### ページ抜粋

######

BDNF(Brain-Derived Neurotrophic Factor)は「脳由来神経栄養因子」と呼ばれます。
主に脳や神経に作用しますが、それ以外の臓器にも存在しています。
BDNFは精神疾患領域において、そのはたらきをかんたんに説明すると、
「脳の神経を成長させ、保護する物質」
だと言えます。具体的には、
神経の新生を促す(新しい神経を作る栄養となる)
神経の発達・増殖を促す
神経間ネットワークを強固にする(セロトニンなどの神経伝達物質を増やす)
神経を保護する(神経がストレスなどからダメージを受けるのを守る)
といったはたらきがあることが分かってきています。
このように脳神経に良いはたらきをしてくれる物質ですから、
BDNFが減少してしまうと脳に悪いことが起こってしまいそうです。
実際BDNFが低下することは多くの精神疾患の発症に関わっていることが分かってきています。
具体的には、
アルツハイマー型認知症
うつ病
不安障害
双極性障害
統合失調症
自閉症スペクトラム障害(発達障害)

######

### エントリー一覧
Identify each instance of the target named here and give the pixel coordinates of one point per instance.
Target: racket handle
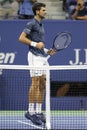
(48, 57)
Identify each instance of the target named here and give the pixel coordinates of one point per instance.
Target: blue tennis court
(60, 120)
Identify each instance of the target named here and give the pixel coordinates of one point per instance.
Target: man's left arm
(82, 17)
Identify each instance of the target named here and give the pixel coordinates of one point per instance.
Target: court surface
(60, 120)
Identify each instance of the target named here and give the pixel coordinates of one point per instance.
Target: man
(33, 35)
(80, 12)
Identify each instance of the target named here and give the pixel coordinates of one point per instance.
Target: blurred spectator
(25, 9)
(80, 11)
(8, 9)
(64, 5)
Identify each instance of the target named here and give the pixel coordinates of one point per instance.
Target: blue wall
(13, 95)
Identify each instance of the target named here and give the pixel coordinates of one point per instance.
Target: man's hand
(40, 45)
(51, 51)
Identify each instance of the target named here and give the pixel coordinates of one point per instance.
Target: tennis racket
(61, 41)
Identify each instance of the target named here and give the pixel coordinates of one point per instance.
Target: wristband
(33, 44)
(46, 50)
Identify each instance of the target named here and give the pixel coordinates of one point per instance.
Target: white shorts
(37, 61)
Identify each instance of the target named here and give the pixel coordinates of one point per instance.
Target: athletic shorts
(37, 61)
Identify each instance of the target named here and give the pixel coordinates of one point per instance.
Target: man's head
(39, 9)
(80, 2)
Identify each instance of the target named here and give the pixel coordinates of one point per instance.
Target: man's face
(42, 12)
(80, 2)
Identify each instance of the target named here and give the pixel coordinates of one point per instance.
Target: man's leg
(32, 98)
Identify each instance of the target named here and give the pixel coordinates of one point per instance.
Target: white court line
(30, 124)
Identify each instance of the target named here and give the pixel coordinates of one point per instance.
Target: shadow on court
(61, 122)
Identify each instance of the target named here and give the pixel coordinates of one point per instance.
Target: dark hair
(37, 6)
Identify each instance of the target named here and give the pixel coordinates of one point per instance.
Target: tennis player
(33, 35)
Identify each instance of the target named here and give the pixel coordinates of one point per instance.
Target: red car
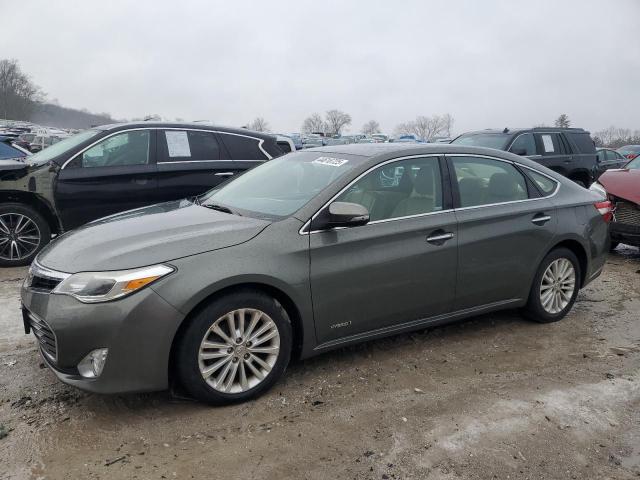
(622, 187)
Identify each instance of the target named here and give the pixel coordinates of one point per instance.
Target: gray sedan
(312, 251)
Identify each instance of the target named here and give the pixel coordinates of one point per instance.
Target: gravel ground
(493, 397)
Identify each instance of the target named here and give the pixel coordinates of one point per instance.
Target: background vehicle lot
(497, 396)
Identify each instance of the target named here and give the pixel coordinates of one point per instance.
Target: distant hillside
(52, 115)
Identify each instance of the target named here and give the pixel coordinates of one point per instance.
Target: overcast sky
(488, 63)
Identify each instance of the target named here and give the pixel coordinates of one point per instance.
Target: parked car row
(113, 168)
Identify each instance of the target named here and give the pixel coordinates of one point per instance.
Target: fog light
(91, 366)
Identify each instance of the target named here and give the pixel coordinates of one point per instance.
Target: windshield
(281, 186)
(489, 140)
(60, 147)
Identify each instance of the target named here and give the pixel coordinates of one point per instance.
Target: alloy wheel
(19, 236)
(239, 350)
(558, 286)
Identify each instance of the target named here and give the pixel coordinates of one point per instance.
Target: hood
(624, 183)
(146, 236)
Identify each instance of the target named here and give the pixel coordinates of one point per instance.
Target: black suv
(113, 168)
(568, 151)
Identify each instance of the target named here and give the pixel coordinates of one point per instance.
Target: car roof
(191, 125)
(381, 151)
(512, 131)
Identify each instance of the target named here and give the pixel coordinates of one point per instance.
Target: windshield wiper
(219, 208)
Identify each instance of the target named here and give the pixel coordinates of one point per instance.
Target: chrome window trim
(375, 222)
(259, 140)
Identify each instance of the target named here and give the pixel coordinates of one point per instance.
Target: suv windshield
(60, 147)
(281, 186)
(490, 140)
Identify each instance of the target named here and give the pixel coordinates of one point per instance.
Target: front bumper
(138, 331)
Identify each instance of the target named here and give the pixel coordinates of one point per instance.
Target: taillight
(605, 209)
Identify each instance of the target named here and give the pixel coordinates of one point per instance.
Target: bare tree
(314, 123)
(259, 124)
(336, 121)
(447, 124)
(371, 127)
(18, 94)
(404, 128)
(426, 128)
(563, 121)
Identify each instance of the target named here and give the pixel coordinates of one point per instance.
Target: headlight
(94, 287)
(596, 187)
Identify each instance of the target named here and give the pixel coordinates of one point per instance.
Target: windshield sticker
(177, 144)
(332, 162)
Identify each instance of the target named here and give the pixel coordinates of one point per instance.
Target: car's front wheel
(23, 233)
(235, 348)
(555, 287)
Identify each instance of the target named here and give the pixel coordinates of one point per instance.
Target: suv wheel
(555, 287)
(23, 233)
(234, 349)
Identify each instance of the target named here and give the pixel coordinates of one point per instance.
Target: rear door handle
(439, 237)
(540, 219)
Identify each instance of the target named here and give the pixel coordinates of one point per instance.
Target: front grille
(627, 213)
(44, 284)
(44, 334)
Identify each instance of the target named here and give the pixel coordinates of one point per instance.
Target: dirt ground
(493, 397)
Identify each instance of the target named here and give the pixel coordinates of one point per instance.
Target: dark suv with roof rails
(113, 168)
(569, 151)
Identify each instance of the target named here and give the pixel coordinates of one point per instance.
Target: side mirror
(342, 214)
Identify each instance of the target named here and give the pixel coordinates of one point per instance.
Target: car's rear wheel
(23, 233)
(555, 287)
(235, 348)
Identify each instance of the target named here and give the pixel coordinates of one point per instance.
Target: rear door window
(482, 181)
(583, 141)
(188, 146)
(549, 143)
(127, 148)
(243, 148)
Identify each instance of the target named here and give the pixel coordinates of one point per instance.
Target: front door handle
(439, 237)
(540, 219)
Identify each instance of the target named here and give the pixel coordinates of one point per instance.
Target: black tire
(534, 309)
(43, 231)
(186, 359)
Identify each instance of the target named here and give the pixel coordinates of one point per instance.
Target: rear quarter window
(243, 148)
(546, 185)
(583, 141)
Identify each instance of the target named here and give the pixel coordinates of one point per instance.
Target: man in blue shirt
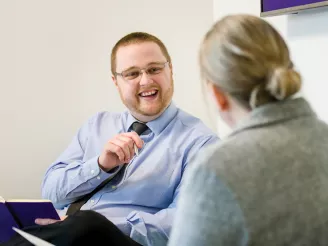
(145, 171)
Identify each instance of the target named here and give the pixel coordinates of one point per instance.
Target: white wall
(307, 36)
(54, 66)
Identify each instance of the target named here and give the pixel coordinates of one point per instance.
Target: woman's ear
(219, 97)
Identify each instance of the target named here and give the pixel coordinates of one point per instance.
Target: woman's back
(265, 185)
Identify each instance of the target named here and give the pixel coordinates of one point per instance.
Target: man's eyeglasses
(135, 74)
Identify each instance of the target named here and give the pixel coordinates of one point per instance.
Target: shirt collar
(157, 125)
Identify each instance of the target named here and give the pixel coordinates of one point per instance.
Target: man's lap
(82, 228)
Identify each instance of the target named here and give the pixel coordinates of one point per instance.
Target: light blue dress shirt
(141, 198)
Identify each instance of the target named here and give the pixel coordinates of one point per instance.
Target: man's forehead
(138, 55)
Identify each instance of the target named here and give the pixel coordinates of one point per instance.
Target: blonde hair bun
(284, 83)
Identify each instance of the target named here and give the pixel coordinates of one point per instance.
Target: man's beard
(141, 108)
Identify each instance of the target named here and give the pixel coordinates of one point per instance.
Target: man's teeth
(149, 93)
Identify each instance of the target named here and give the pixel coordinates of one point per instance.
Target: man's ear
(220, 97)
(114, 80)
(171, 67)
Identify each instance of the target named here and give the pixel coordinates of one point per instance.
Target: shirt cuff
(93, 173)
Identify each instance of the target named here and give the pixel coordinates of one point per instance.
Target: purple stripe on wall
(269, 5)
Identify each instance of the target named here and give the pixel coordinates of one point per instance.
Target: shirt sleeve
(71, 177)
(208, 213)
(154, 229)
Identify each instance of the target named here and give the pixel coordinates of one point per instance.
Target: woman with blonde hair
(266, 183)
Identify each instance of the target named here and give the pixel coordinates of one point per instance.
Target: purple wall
(269, 5)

######

### 取り組む課題
1. BDNFの解説を2文で要約すると、どうなりますか？
2. BDNFの解説のうち、「神経を保護する(神経がストレスなどからダメージを受けるのを守る)」から「に関わっていることが分かってきています。」までの部分を、一字も変えずに返してもらえますか？
答えるときは、BDNFの解説だけを根拠にしてください。

### 各課題の回答
1. BDNFは「脳由来神経栄養因子」と呼ばれ、精神疾患領域では脳の神経を成長させ保護する物質とされており、神経の新生や発達・増殖を促し、神経間ネットワークを強固にし、神経をストレスなどによるダメージから守るはたらきがあると分かってきています。BDNFの低下は、アルツハイマー型認知症、うつ病、不安障害、双極性障害、統合失調症、自閉症スペクトラム障害(発達障害)といった多くの精神疾患の発症に関わっていることが分かってきています。

2.
神経を保護する(神経がストレスなどからダメージを受けるのを守る)
といったはたらきがあることが分かってきています。
このように脳神経に良いはたらきをしてくれる物質ですから、
BDNFが減少してしまうと脳に悪いことが起こってしまいそうです。
実際BDNFが低下することは多くの精神疾患の発症に関わっていることが分かってきています。